WHAT YOU HAVE TO DO
Pull each line holding "observation" out of the entries below.

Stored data

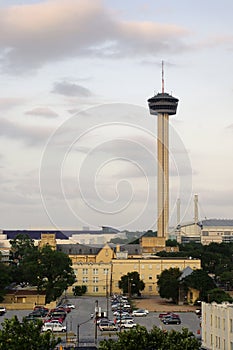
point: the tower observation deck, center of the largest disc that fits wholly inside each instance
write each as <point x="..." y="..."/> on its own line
<point x="163" y="105"/>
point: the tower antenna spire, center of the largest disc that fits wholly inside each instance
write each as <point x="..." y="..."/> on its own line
<point x="162" y="76"/>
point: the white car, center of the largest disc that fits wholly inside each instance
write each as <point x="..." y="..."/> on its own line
<point x="140" y="312"/>
<point x="69" y="305"/>
<point x="128" y="324"/>
<point x="54" y="327"/>
<point x="2" y="310"/>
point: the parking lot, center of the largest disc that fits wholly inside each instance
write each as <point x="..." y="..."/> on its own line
<point x="79" y="320"/>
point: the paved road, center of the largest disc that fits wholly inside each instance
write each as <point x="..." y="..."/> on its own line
<point x="80" y="318"/>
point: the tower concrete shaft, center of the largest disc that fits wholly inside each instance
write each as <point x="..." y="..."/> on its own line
<point x="163" y="105"/>
<point x="162" y="175"/>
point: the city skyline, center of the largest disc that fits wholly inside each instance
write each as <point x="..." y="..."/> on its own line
<point x="77" y="144"/>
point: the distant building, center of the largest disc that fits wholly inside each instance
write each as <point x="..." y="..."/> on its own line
<point x="100" y="268"/>
<point x="217" y="326"/>
<point x="206" y="231"/>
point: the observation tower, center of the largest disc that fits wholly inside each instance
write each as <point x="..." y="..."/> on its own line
<point x="163" y="105"/>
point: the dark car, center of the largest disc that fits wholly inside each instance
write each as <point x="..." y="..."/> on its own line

EXPECTED ANSWER
point: the tower observation deck, center of the largest disc that fits wholly inside each instance
point: the observation tower, center of the largest disc that fits wholly inside each instance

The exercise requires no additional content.